### [Work instructions]
**1.** In the article about the Michael Jackson tribute concert, rewrite the paragraph beginning "The executors have made it clear" as a short bulleted list that keeps its main facts.
**2.** Carry on the article about the Michael Jackson tribute concert, starting after its last paragraph.

### [Source document]
Content starts

Mr. Jackson’s estate raised similar concerns in an Aug. 15 letter to the promoters, demanding to know who will share in the profits. A lawyer for the estate, Howard Weitzman, wrote in the letter that “we are concerned that the concert is piggybacking on Michael’s good name and charity.”

The promoters never contacted the executors of Mr. Jackson’s estate about their plans, lawyers for the estate said. Mr. Jackson’s family has little control over his estate, because he cut his siblings out of his will and set up a trust solely for his young children and his mother, Katherine Jackson. A judge has appointed John Branca, who was Jackson’s lawyer, and John McClain, a music industry executive, to manage the estate’s assets and debts; they do not need Katherine Jackson’s approval for business decisions.

LaTotya Jackson, Tito Jackson and Katherine Jackson
Mr. Hunt, who became close to the Jackson family while filming a television documentary about Michael Jackson in 2006, said the idea for the concert was born at a meeting last September with La Toya Jackson, who is firmly behind the event. He later decided to take on the project himself, then approached Jackson’s mother and won her approval. Mr. Hunt said he didn’t contact the executors because he thought he had the family’s approval.

The executors have made it clear through their lawyers that Mr. Hunt and his company cannot use any of Jackson’s intellectual property, including his name, his photographic image or his music videos. (The concert is called “Michael Forever: The Tribute Concert,” and ads for the event have no photos.) The musicians performing at the concert — including Christina Aguilera, Ne-Yo, Smokey Robinson and Cee Lo Green — may sing Mr. Jackson’s songs, as long as it is a one-time tribute, lawyers for the estate say. All are being paid for their performances.

But Mr. Hunt takes the position that intellectual-property laws in the United States do not extend to Britain, so he argues that he can use images of Mr. Jackson as long as they are not broadcast in the United States. He also intends to make a documentary film of the concert, he said.

The fact that the promoters never tried to enter a partnership with the Jackson estate has angered many fan organizations, and 35 of them sent an open letter to the promoters last week saying the concert was “doomed to fail.”

“We reckon without Michael Jackson’s estate at the helm, this tribute is nothing more than a money grab for the investors,” said Nathalie Smythe, a founder of Fans United for Michael Jackson’s Legacy. “They wanted to avoid sharing the profits.”

Content ends

### [Provided material]

Content starts

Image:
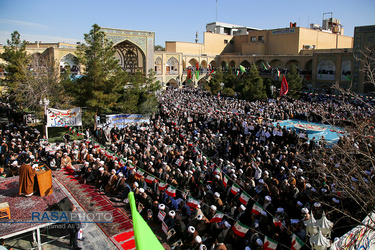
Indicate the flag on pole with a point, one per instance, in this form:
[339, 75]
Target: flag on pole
[268, 65]
[242, 69]
[276, 222]
[139, 173]
[108, 154]
[297, 243]
[131, 166]
[269, 244]
[218, 217]
[264, 66]
[240, 229]
[284, 87]
[193, 203]
[197, 71]
[162, 185]
[149, 179]
[171, 191]
[244, 198]
[121, 162]
[217, 170]
[225, 180]
[189, 74]
[235, 189]
[143, 235]
[257, 208]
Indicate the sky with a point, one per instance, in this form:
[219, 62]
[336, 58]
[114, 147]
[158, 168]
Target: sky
[68, 21]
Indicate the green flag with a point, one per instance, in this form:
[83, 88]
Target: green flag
[145, 239]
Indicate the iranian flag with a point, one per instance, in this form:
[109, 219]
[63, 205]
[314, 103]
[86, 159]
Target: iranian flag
[139, 173]
[217, 171]
[240, 229]
[225, 180]
[235, 189]
[171, 191]
[149, 179]
[297, 243]
[276, 222]
[244, 198]
[121, 162]
[108, 154]
[131, 166]
[193, 203]
[218, 217]
[162, 185]
[178, 162]
[269, 244]
[256, 209]
[284, 87]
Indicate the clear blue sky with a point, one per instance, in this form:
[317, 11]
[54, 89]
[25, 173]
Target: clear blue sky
[58, 21]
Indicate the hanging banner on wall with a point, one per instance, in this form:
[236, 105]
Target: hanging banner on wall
[62, 118]
[121, 120]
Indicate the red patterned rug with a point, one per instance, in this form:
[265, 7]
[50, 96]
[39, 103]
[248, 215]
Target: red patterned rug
[92, 200]
[21, 207]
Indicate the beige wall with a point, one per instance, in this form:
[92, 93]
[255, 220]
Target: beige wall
[186, 48]
[282, 44]
[254, 48]
[289, 41]
[215, 43]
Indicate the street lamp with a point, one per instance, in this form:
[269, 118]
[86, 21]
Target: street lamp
[273, 88]
[45, 102]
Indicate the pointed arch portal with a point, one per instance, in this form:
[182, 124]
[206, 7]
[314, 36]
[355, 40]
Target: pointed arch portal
[131, 57]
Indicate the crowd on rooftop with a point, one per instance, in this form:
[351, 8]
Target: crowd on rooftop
[195, 159]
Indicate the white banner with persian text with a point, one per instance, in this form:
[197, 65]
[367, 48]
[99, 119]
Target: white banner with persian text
[62, 118]
[121, 120]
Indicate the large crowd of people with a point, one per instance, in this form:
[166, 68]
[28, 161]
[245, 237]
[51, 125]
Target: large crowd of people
[197, 158]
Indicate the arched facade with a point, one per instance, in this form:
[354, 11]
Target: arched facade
[131, 57]
[213, 64]
[245, 63]
[346, 70]
[193, 62]
[232, 64]
[158, 66]
[171, 67]
[276, 63]
[309, 66]
[204, 64]
[290, 62]
[172, 83]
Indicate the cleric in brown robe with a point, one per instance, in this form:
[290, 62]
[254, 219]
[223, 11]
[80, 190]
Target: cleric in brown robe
[26, 181]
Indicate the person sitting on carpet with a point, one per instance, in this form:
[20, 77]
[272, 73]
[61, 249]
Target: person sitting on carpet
[26, 181]
[66, 161]
[88, 177]
[111, 182]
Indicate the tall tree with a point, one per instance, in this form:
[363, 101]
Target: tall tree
[16, 65]
[31, 77]
[101, 88]
[294, 81]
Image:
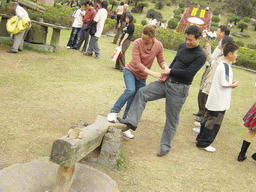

Content ends

### [Answers provided]
**1.**
- Through their lawyers, the executors have barred Mr. Hunt and his company from using any of Jackson's intellectual property, including his name, his photographic image and his music videos.
- The concert is called "Michael Forever: The Tribute Concert," and its ads have no photos.
- According to the estate's lawyers, the performers may sing Mr. Jackson's songs as long as it is a one-time tribute. The performers include Christina Aguilera, Ne-Yo, Smokey Robinson and Cee Lo Green.
- All the performers are being paid.

**2.**
The timing of the concert has also been a point of contention. Jermaine Jackson, a sibling who tried unsuccessfully to organize his own tribute concert in 2009, has objected to staging the concert in Wales during the involuntary-manslaughter trial of Dr. Conrad Murray, the cardiologist who was with Jackson when he died in June 2009. He has been joined by Randy Jackson and Janet Jackson in boycotting the event.
Janet Jackson and Jermaine Jackson
“Because of the trial, the timing of this tribute to our brother would be too difficult for me,” Janet Jackson said in a statement on Monday, which would have been her brother’s 53rd birthday.

Mr. Hunt said he had initially chosen the October date because the trial had been scheduled earlier, but when it was delayed until the fall, he could not change the date without incurring a financial loss. He noted that the concert would be held on a Saturday when the trial was not in session.

Mr. Hunt has hired Paul Ring, an executive in La Toya Jackson’s Ja-Tail Enterprises LLC, to help organize the show. Mr. Hunt says neither La Toya Jackson nor the other siblings supporting the event — Tito, Marlon and Jackie — have a financial stake in his Global Live Events.

Beyond questions about money, Mr. Hunt also lost the confidence of many fan organizations when he announced that the rock band Kiss would perform at the concert. For diehard fans it was a huge faux pas because the frontman for the group, Gene Simmons, has said that he believed Mr. Jackson had molested children despite his acquittal on child-abuse charges in 2005.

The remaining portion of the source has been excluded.